START RECORDS SHOWN

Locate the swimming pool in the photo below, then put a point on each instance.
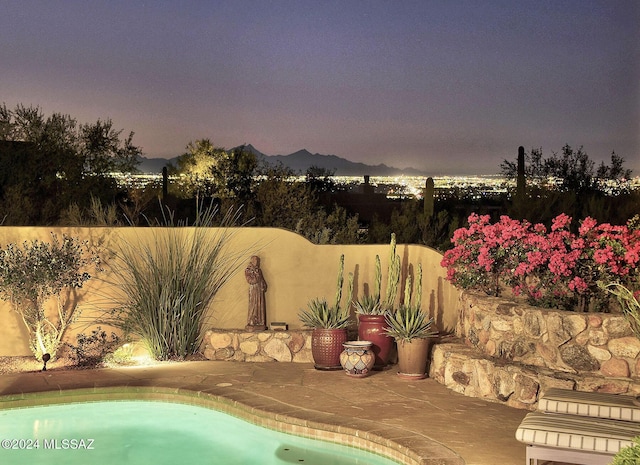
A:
(141, 432)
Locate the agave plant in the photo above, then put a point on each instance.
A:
(320, 315)
(409, 322)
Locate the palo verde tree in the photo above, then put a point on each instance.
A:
(53, 160)
(33, 273)
(206, 170)
(568, 182)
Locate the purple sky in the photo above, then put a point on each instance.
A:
(443, 86)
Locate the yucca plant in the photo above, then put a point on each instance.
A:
(169, 282)
(408, 321)
(628, 301)
(374, 304)
(628, 455)
(319, 314)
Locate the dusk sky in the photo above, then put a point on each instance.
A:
(448, 87)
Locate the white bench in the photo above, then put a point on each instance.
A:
(585, 428)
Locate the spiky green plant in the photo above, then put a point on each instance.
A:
(628, 302)
(169, 281)
(33, 273)
(319, 314)
(629, 455)
(408, 321)
(393, 276)
(374, 304)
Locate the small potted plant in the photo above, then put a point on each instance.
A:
(329, 325)
(412, 330)
(372, 308)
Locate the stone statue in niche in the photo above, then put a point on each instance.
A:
(257, 317)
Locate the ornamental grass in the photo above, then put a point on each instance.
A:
(169, 279)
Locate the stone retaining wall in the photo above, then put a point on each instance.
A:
(262, 346)
(595, 343)
(512, 353)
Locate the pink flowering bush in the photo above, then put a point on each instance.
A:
(553, 268)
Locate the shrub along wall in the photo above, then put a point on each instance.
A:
(295, 271)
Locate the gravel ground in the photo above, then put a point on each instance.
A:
(28, 364)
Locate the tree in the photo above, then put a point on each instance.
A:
(212, 171)
(36, 271)
(572, 170)
(54, 161)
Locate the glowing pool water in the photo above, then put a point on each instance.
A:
(143, 432)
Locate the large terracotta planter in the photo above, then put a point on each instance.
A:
(326, 347)
(412, 358)
(371, 328)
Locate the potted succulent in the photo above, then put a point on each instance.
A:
(412, 330)
(371, 309)
(329, 325)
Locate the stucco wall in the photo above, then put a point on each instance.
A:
(295, 271)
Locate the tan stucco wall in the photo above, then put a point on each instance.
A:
(295, 271)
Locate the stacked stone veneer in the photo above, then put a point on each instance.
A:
(262, 346)
(512, 353)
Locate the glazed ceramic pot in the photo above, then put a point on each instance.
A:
(357, 358)
(326, 347)
(372, 328)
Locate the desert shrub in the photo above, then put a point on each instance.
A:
(91, 350)
(169, 281)
(33, 273)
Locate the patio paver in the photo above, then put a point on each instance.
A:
(422, 415)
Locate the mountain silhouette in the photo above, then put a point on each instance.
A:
(300, 162)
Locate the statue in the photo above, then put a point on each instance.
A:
(256, 320)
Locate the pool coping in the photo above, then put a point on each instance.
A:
(350, 436)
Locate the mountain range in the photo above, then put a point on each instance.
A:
(300, 162)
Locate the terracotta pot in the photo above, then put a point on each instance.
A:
(326, 346)
(371, 328)
(357, 358)
(412, 358)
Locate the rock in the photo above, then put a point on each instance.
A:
(597, 337)
(578, 358)
(533, 323)
(526, 389)
(617, 326)
(278, 350)
(615, 368)
(209, 353)
(219, 340)
(490, 348)
(575, 324)
(595, 321)
(460, 378)
(504, 385)
(625, 347)
(249, 347)
(296, 343)
(303, 356)
(558, 335)
(599, 353)
(226, 353)
(502, 325)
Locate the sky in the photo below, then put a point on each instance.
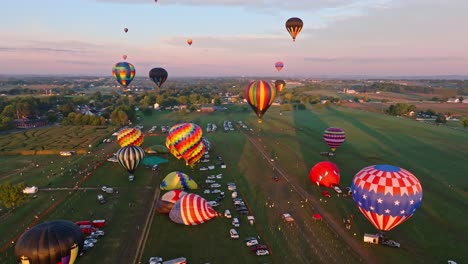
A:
(236, 37)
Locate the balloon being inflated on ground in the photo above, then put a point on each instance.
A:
(386, 195)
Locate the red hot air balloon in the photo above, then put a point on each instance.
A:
(279, 65)
(325, 174)
(386, 195)
(192, 209)
(260, 95)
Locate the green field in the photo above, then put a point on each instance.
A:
(436, 155)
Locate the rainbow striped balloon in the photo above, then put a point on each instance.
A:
(334, 137)
(192, 209)
(130, 136)
(123, 72)
(260, 95)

END RECORDS SHOWN

▶ _EXERCISE GOAL_
Your copy must repeat the data word for word and show none of its images.

▶ _RESULT OF THIS EXERCISE_
Locate the swimming pool in the photo below, then put a point on each instance.
A:
(141, 432)
Locate the agave plant in the photo above, then put a point on each instance.
A:
(320, 315)
(409, 322)
Locate the palo verde tree in the photo above, then put a point on each instance.
A:
(53, 160)
(33, 273)
(206, 170)
(568, 182)
Locate the purple sky in the photo above, then put a point on each instance.
A:
(443, 86)
Locate the yucca plant in the photo above, then put a point on each instance.
A:
(169, 282)
(408, 321)
(628, 301)
(374, 304)
(628, 455)
(319, 314)
Locate the dusk sky in the photo above, then put a point on each instance.
A:
(448, 87)
Locate the white bench in the photo above, then put a point on each instance.
A:
(585, 428)
Locate the spiky green plant in the photo above, then put a point on each instance.
A:
(628, 302)
(169, 281)
(33, 273)
(319, 314)
(629, 455)
(408, 321)
(393, 276)
(374, 304)
Locate the small potted plant in the photo above, then put a point on each instance.
A:
(329, 325)
(412, 330)
(372, 308)
Locate the stone statue in niche in the photo above, then put a point on each instance.
A:
(257, 317)
Locate the ornamental grass in the photo above, then put a point on each instance.
A:
(169, 279)
Locate the stone retaining wall in the photo above, then put a point on each instance.
A:
(262, 346)
(595, 343)
(512, 353)
Locate the pink flowering bush in the photo above, then put a point on each instance.
A:
(553, 268)
Locate the shrub along wall in the photo above, then put a point on each instance.
A:
(295, 271)
Locate the gravel ground in the photo above, then put a point on each instance.
A:
(28, 364)
Locate the tree in the photo above, then put a point on each instance.
A:
(212, 171)
(36, 271)
(572, 170)
(54, 161)
Locate the glowing pool water in the photo above, then put a point on each instance.
A:
(143, 432)
Locate the large terracotta planter in the photo above, then put a point on each instance.
A:
(326, 347)
(412, 358)
(371, 328)
Locate the potted succulent in the photo above, then put a point on each instance.
A:
(412, 330)
(371, 309)
(329, 325)
Locate the stucco wall in the photo above, then put a point on each instance.
A:
(295, 271)
Locate the tan stucco wall in the photo above, then put a point on each instance.
A:
(295, 271)
Locate the stacked stone veneer in the photo above, then put a point on each instance.
A:
(262, 346)
(512, 353)
Locate the glazed ceramic pot in the photo above, then put a point on each instance.
A:
(357, 358)
(326, 347)
(372, 328)
Locate the desert shrub in the photo above, then put a point on each instance.
A:
(91, 350)
(169, 281)
(33, 273)
Locate the patio paver in the photo above, then put a point on each instance.
A:
(422, 415)
Locate the mountain silhouette in the photo above, then put a point on each instance.
A:
(300, 162)
Locate the statue in the photo above, then put a point on each instance.
A:
(256, 320)
Locate the pool coping in the photo above, then put a point on each instance.
A:
(350, 436)
Locate the mountain range in the photo above, then put a point on each instance.
A:
(300, 162)
Locate the terracotta pot in the photo above, then put a point on each instance.
A:
(326, 346)
(371, 328)
(357, 358)
(412, 358)
Locate the rock in the photo above, then put a point on each instance.
A:
(597, 337)
(578, 358)
(533, 323)
(526, 389)
(617, 326)
(278, 350)
(615, 368)
(209, 353)
(219, 340)
(490, 348)
(575, 324)
(595, 321)
(460, 378)
(504, 385)
(625, 347)
(249, 347)
(296, 343)
(303, 356)
(558, 335)
(599, 353)
(226, 353)
(502, 325)
Locate the sky in the photo below, then put a point on each instance.
A:
(236, 37)
Locate the balloon being inflated on ground in the photo above, then put a point on each instance.
A:
(386, 195)
Locate the red hot air balloon in the photo above, then put a point on each instance.
A:
(279, 65)
(325, 174)
(386, 195)
(192, 209)
(260, 95)
Locate the green field in the photo above, then put a point on each instance.
A:
(436, 155)
Locate the rainbow striped balloon in the photo above, then put a point on each instance.
A:
(334, 137)
(192, 209)
(130, 136)
(123, 72)
(260, 95)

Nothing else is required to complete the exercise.